◆ Request: Put all the records below into a numbered list, one item per line, and leave out any blank lines.

◆ Records for this exercise:
= = = = = = =

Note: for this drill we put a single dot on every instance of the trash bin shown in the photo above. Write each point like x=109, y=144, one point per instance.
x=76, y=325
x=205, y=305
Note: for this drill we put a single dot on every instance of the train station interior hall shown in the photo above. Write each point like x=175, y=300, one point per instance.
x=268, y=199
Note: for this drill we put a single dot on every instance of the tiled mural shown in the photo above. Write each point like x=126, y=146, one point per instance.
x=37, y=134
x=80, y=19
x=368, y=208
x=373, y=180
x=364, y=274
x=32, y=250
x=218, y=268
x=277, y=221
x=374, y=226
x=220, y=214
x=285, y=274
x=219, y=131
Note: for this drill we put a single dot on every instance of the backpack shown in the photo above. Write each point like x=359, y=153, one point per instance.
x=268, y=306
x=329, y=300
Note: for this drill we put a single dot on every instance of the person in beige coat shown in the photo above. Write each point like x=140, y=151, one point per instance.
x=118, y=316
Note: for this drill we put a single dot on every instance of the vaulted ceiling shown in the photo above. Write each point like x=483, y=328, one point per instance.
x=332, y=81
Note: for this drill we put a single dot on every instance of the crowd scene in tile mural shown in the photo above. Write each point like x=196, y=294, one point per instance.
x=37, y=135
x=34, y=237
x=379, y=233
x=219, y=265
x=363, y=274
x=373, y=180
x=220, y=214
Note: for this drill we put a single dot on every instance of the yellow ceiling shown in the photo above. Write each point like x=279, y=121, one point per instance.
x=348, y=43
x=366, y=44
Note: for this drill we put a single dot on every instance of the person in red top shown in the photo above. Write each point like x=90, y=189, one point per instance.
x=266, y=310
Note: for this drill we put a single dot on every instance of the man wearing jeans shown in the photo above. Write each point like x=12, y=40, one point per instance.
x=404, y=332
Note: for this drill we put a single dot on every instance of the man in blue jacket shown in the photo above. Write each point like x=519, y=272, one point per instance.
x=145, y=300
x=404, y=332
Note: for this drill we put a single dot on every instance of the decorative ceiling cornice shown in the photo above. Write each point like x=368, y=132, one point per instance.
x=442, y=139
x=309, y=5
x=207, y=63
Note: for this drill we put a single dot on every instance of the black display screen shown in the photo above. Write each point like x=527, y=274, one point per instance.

= = = = = = =

◆ Answer to this exercise:
1. Note: for this drill we put a single dot on every instance of the trash bin shown in the photo above. Write each point like x=109, y=144, one point per instance.
2. x=76, y=325
3. x=205, y=305
4. Note: for this drill we put a single dot on every instance of the train station interior hall shown in the photo above. Write each point like x=175, y=300, one point per instance.
5. x=268, y=199
6. Note: for this drill we put a single dot on every instance of the tiled mural shown in the photo above. Write each point like x=126, y=146, one point per instance.
7. x=37, y=134
8. x=80, y=19
9. x=368, y=208
10. x=373, y=180
11. x=364, y=274
12. x=32, y=250
13. x=218, y=268
14. x=277, y=221
15. x=374, y=226
16. x=220, y=214
17. x=285, y=274
18. x=219, y=131
19. Note: for this drill we put a single dot on every instance of the backpack shown in the photo above. Write each point like x=359, y=153, one point per instance.
20. x=268, y=306
21. x=329, y=300
22. Note: for this drill we put a single dot on every instance of the person in beige coat shown in the photo above. Write each point like x=140, y=151, one point per instance.
23. x=118, y=316
24. Note: for this drill we put a single dot on every instance of the vaulted ceiling shown in the photo above. Write each point like x=483, y=328, one point per instance.
25. x=332, y=81
26. Note: for this drill we put a single dot on every instance of the crowd scene in tile mural shown in the photo above. Write each point like x=196, y=294, one point per instance.
27. x=37, y=135
28. x=34, y=237
29. x=379, y=233
30. x=219, y=265
31. x=363, y=274
32. x=373, y=180
33. x=220, y=214
34. Note: for this drill we put a single dot on every instance of the yellow ceiling shown in the photo above. Write each point like x=279, y=121, one point per instance.
35. x=348, y=43
36. x=366, y=44
37. Note: for this drill we put a single dot on every instance of the person in red top shown in the photo above. Write each point like x=90, y=189, one point per instance.
38. x=266, y=310
39. Note: for this drill we put a single dot on every instance of the man wearing jeans shown in the photo above. Write each point like x=12, y=40, one point per instance.
40. x=404, y=332
41. Note: for this drill we put a single dot on every instance of the man in blue jacket shown in the photo above. Write each point like x=519, y=272, one point per instance.
42. x=145, y=300
43. x=404, y=332
44. Note: for this drill we put a single dot on every instance of the decorative ceiling cornice shown in the photo above. Write each point like x=368, y=132, one point per instance.
45. x=442, y=139
46. x=309, y=5
47. x=207, y=63
48. Note: for this drill we put a single dot on every instance of the black display screen shown in the photo above. Write each point like x=527, y=274, one point per instance.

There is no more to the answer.